| Selected extract |

The next day, Trump met with Mamdani. It was not the expected fiery confrontation; rather, a savvy, charming Mamdani wrapped a star-struck Trump around his Democratic Socialist finger in a surreal scene that made MAGA heads - especially, presumably, Goebbels' bald one and J.D.s groveling one - explode. The newly gracious,Trump, a hollow, insecure, image-obsessed shell of a human ineluctably "drawn to the shine of respect in others' eyes" who "agrees with whoever's standing within 10 feet of him," pronounced Mamdani "a very rational person," a winner who will make "a great New York City mayor." Mamdani smiled. "What the hell is going on?" asked many. Also: "Trump having a man crush on Zohran was not on my Bingo card," "You can tell Mamdani spent a lot of time ferrying loose aunties around because I don't know how else you get that kind of composure," and, "We did the same thing to our dog - insult him but with a smile and friendly voice. He would wag his tail."

| Directions for this task |
Rewrite the paragraph of the excerpt about Trump's meeting with Mamdani that begins "The next day, Trump met with Mamdani" in a shorter form that keeps its main facts.

| Records shown |
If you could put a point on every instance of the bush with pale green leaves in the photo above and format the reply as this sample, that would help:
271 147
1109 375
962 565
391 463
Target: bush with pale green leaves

| Result of this exercise |
The next day, Trump met Mamdani. Instead of the expected fiery confrontation, a savvy, charming Mamdani won over a star-struck Trump in a surreal scene that made MAGA heads explode. Trump, described as an insecure, image-obsessed man who agrees with whoever is near him, called Mamdani "a very rational person" and a winner who will make "a great New York City mayor." Many people were baffled and joked about Trump's "man crush" on Mamdani, Mamdani's composure, and being insulted with a smile, like a dog that still wags its tail.